### WHAT YOU NEED TO DO:
Please continue the post on home cold remedies, picking up right after "and enjoy your natural remedy."

### EXCERPT PROVIDED:
------
Tag Archives: Apple Cider Vinegar

More Cold Remedies

Here in Western Pennsylvania, spring is just around the corner, but like this seemingly unending winter, the common cold will not go away. I thought I would add to my list of home cold remedies. Most of these items are already in your kitchen.

More Cold Remedies

Oregano
More Cold Remedies, Oregano
Cold Remedies, Oregano

Francisca used oregano in her snakebite remedy. It is also good for many other ailments, including the common cold. Oregano tea is helpful in loosening phlegm and soothing coughs and asthma. Make oregano tea from either dried or fresh leaves. If you don’t have any oregano plants hanging from your rafters as they did in Le Petit-Courty, you probably have a jar in the spice cupboard. Place a teaspoon of dried leaves in a mug and add boiling water. If you can find fresh oregano at the supermarket, be sure to buy organic. Tea made out of insecticide-laced oregano will not make anyone feel better. Use three teaspoons of fresh bruised leaves. Allow the leaves steep for 5 – 10 minutes. Breathe in the vapors as it steeps, then add a little honey (also adding additional antioxidant properties) and lemon juice, and enjoy your natural remedy.
------
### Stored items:
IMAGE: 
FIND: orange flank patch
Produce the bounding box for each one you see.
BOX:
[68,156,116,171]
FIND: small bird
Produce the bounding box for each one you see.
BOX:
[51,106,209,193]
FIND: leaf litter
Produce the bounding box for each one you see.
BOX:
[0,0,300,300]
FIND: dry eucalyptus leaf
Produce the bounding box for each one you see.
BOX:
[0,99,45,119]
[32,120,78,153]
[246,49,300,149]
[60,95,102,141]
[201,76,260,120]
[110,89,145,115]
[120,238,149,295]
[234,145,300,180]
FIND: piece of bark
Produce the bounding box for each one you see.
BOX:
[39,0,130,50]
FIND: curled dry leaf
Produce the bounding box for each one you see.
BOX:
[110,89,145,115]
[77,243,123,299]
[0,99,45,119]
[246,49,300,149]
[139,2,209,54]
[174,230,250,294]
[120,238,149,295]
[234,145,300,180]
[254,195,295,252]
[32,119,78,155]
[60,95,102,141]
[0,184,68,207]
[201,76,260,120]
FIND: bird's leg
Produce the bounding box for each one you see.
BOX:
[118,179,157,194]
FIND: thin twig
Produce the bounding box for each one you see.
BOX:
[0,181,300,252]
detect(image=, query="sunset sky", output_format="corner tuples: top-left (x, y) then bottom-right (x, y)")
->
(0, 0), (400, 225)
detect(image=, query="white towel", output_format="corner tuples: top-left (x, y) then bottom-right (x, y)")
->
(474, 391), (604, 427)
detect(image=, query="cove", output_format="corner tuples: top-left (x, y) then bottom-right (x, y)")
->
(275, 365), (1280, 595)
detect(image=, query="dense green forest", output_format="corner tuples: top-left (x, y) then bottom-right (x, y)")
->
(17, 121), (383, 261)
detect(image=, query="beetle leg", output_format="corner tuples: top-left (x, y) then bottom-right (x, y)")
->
------
### WRITTEN REPLY:
Apple Cider Vinegar
More Cold Remedies, Vinegar
Pittsburgh’s own Heinz Vinegar

Apple Cider Vinegar, especially unfiltered vinegar with the mother, is a powerful cold remedy. A few tablespoons of apple cider vinegar with a tablespoon honey mixed in a cup of water will knock out a cold. Enjoy this sweet-tart concoction several times a day. Some add a teaspoon of cayenne pepper for additional anti-inflammatory benefits and an added kick.

Ginger
More Cold Remedies, Ginger
Ginger Root.
Image courtesy of wikipedia

People have used ginger for thousands of years to expel toxins in the body. Ginger’s natural anti-inflammatory properties will soothe your throat and warm your body to chase colds away. You need about a two-inch piece of ginger root. Peel and thinly slice and add to about four cups of water. Allow to simmer for about 15-20 minutes, and then strain into mug. Ginger is naturally sweet, so taste before adding anything additional, but a squeeze of lemon, cinnamon, and honey also add flavor and benefits.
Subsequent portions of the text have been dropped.